• Quoted text:
____________

# Grieving And Work



## clarks (Jan 8, 2005)

HI EVERYONE

IAM A RESONABLY NEW MEMBER, I HAVE USED OTHER THREADS.
I HAVE RECENTLY EXPERIENCED THE LOSS OF MY SON "CAMERON" ON 21ST DECEMBER 2004.
I AM STILL HURTING VERY BADLY, WHY THIS HAPPENED (STILL WAITING ON BLOOD RESULTS).(STILLBORN AT 41WEEKS) .
MANY PEOPLE ARE TELLING ME TO GO BACK TO WORK TO KEEP MYSELF BUSY!! I AM VERY UNSURED OF THIS AND WONDERED IS THERE ANYBODY OUT THERE WHO CAN HELP ME WITH THEIR EXPERIENCES AND THOUGHTS???
PLEASE HELP ME, THANK YOU

I AM SO GRATEFUL TO HAVE FOUND YOU ALL AND SEND MY LOVE AND THOUGHTS TO ALL WHO HAS SUFFERED THE LOSS OF A BABY








CAMERON FOREVER IN MY HEART X X X


----------



## berkeleyp (Apr 22, 2004)

I think you have to do what is right for you. Don't forget that even though you don't have your son in your arms, you did just give birth and your body needs time to heal. Besides that, it is really hard to get back into a "normal" routine. I don't know what is right for you but i can tell you that i definetely didn't want to go back to work. THis was easy for me since i had been working as a long term substitute teacher and by the time 6 weeks had passed, it was summer and there was no school. I guess it would have been different if i had a different job but i am so glad that had the whole summer to focus on my grief. I did go back to substitute teaching when school started back up in late August and i thought it was really hard at first.
As for the reasons to go back to work, keeping busy is probably not the best one. I think that it's really important to keep yourself busy grieving for as long as you need to. Grief is hard work and the more time you can devote to it, the less it will eat away at you forever I think.

____________

• Required actions:
(a) Answer these questions from the thread on grieving and work:
(i) On what date did clarks lose their son?
(ii) What kind of job had berkeleyp been working in?
(iii) When did berkeleyp return to substitute teaching?
(b) Count the lines in the rows below that contain the word "beak", and reply with the number alone.

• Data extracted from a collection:
____________

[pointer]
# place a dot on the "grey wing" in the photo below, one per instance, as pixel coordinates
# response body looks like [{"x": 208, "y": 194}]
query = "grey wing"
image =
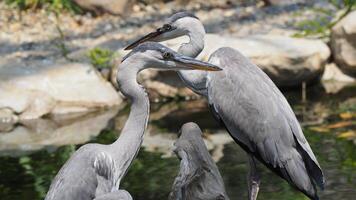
[
  {"x": 76, "y": 179},
  {"x": 259, "y": 118}
]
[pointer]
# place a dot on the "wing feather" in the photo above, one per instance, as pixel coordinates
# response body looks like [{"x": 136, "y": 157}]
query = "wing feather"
[{"x": 258, "y": 117}]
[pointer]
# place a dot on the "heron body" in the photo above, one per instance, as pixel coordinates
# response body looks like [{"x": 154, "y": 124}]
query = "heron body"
[
  {"x": 94, "y": 171},
  {"x": 250, "y": 106}
]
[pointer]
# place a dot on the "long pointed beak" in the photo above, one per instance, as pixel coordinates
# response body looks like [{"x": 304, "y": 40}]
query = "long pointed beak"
[
  {"x": 191, "y": 63},
  {"x": 148, "y": 37}
]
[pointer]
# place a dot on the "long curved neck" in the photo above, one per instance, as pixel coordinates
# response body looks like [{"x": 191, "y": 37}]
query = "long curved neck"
[
  {"x": 195, "y": 80},
  {"x": 126, "y": 147}
]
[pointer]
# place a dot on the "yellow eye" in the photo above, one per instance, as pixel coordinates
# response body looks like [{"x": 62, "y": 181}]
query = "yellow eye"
[
  {"x": 167, "y": 27},
  {"x": 167, "y": 55}
]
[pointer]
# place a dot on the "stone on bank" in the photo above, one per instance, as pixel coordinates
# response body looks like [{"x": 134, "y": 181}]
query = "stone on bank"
[{"x": 32, "y": 90}]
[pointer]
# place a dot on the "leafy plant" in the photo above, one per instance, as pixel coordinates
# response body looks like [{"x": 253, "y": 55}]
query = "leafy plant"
[
  {"x": 321, "y": 25},
  {"x": 100, "y": 58}
]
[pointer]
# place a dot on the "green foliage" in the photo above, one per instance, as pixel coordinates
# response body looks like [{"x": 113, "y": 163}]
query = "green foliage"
[
  {"x": 100, "y": 58},
  {"x": 325, "y": 19},
  {"x": 53, "y": 5}
]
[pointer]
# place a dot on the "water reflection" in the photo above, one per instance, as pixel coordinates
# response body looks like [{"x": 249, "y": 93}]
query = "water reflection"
[{"x": 32, "y": 153}]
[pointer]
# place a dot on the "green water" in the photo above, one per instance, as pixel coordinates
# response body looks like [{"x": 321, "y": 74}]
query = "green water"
[{"x": 26, "y": 172}]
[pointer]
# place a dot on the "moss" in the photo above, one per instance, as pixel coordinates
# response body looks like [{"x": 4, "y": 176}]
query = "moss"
[{"x": 100, "y": 58}]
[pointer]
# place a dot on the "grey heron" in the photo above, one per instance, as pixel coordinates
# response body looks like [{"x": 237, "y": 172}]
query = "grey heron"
[
  {"x": 250, "y": 106},
  {"x": 94, "y": 171},
  {"x": 199, "y": 177}
]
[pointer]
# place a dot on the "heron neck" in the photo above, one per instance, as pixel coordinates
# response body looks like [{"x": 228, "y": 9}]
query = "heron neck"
[
  {"x": 126, "y": 147},
  {"x": 195, "y": 80}
]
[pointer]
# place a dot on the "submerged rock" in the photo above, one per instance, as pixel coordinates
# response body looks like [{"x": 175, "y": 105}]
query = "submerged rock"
[
  {"x": 343, "y": 43},
  {"x": 34, "y": 89},
  {"x": 288, "y": 61}
]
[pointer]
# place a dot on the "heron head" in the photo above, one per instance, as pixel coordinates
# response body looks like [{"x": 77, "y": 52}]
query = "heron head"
[
  {"x": 155, "y": 55},
  {"x": 179, "y": 24}
]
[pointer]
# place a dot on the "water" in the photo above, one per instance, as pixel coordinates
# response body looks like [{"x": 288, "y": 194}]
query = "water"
[{"x": 31, "y": 154}]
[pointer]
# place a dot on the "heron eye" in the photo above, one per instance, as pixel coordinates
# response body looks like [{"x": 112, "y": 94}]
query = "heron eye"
[
  {"x": 167, "y": 55},
  {"x": 167, "y": 27}
]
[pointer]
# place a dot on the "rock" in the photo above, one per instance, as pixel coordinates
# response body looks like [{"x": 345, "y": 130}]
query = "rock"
[
  {"x": 343, "y": 43},
  {"x": 282, "y": 2},
  {"x": 113, "y": 7},
  {"x": 333, "y": 73},
  {"x": 39, "y": 133},
  {"x": 35, "y": 89},
  {"x": 334, "y": 80},
  {"x": 287, "y": 61}
]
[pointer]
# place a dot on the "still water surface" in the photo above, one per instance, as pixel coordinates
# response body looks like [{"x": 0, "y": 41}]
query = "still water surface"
[{"x": 31, "y": 154}]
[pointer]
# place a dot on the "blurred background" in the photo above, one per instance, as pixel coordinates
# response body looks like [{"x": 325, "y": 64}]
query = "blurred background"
[{"x": 58, "y": 60}]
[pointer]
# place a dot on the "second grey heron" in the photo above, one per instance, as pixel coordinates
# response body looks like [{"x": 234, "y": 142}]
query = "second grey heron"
[
  {"x": 250, "y": 106},
  {"x": 94, "y": 171}
]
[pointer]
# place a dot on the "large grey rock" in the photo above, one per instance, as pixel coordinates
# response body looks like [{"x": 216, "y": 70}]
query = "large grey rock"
[
  {"x": 36, "y": 134},
  {"x": 334, "y": 80},
  {"x": 283, "y": 2},
  {"x": 343, "y": 43},
  {"x": 34, "y": 89},
  {"x": 288, "y": 61},
  {"x": 115, "y": 7}
]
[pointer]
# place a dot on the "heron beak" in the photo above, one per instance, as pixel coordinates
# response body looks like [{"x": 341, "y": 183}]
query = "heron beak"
[
  {"x": 191, "y": 63},
  {"x": 148, "y": 37}
]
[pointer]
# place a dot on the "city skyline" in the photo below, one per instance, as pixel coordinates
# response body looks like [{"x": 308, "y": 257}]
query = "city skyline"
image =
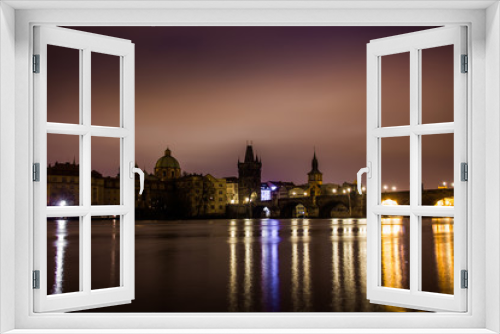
[{"x": 205, "y": 91}]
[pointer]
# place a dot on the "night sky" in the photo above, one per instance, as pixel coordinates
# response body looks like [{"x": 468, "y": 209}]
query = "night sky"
[{"x": 205, "y": 91}]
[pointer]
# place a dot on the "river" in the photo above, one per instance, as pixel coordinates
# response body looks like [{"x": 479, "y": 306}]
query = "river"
[{"x": 259, "y": 265}]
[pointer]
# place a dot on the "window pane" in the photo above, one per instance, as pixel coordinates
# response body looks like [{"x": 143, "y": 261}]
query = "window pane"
[
  {"x": 395, "y": 90},
  {"x": 105, "y": 171},
  {"x": 63, "y": 85},
  {"x": 63, "y": 170},
  {"x": 395, "y": 252},
  {"x": 437, "y": 84},
  {"x": 63, "y": 255},
  {"x": 395, "y": 184},
  {"x": 105, "y": 250},
  {"x": 437, "y": 170},
  {"x": 437, "y": 254},
  {"x": 105, "y": 89}
]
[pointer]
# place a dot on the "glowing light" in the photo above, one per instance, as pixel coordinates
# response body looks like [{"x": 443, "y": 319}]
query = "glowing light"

____________

• Answers for the exercise:
(a)
(i) 21st December 2004
(ii) Long term substitute teaching
(iii) In late August, when school started back up

(b) 4